» **Problem details**: Render the lines from the one containing "sneaker in the provided image" through the one containing "806,612,840,641", both included, as a JSON list of strings with one string per line, skipping any blank lines.

» **Supplied entries**:

- - -

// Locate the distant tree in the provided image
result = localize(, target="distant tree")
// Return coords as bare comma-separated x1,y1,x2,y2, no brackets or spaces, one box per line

- - -

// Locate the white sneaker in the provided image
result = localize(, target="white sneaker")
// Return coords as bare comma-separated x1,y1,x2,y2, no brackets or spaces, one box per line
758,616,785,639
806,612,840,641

- - -

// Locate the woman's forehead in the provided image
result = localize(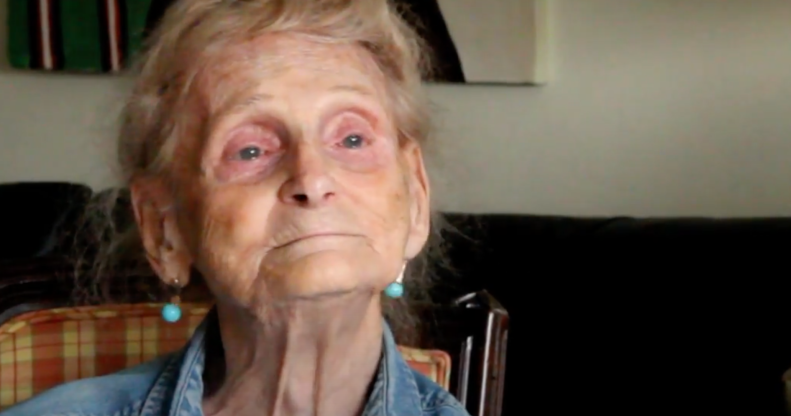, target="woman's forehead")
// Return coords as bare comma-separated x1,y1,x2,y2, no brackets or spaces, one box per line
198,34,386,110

- - -

» **Response to this task**:
[
  "// Locate the white sneaker in the provided image",
  "result = localize(, target=\"white sneaker\")",
  "// Return coords as bare comma-separated x1,y1,x2,y2, no brackets or spaces, one box per line",
  "758,616,785,639",
  "806,612,840,641"
]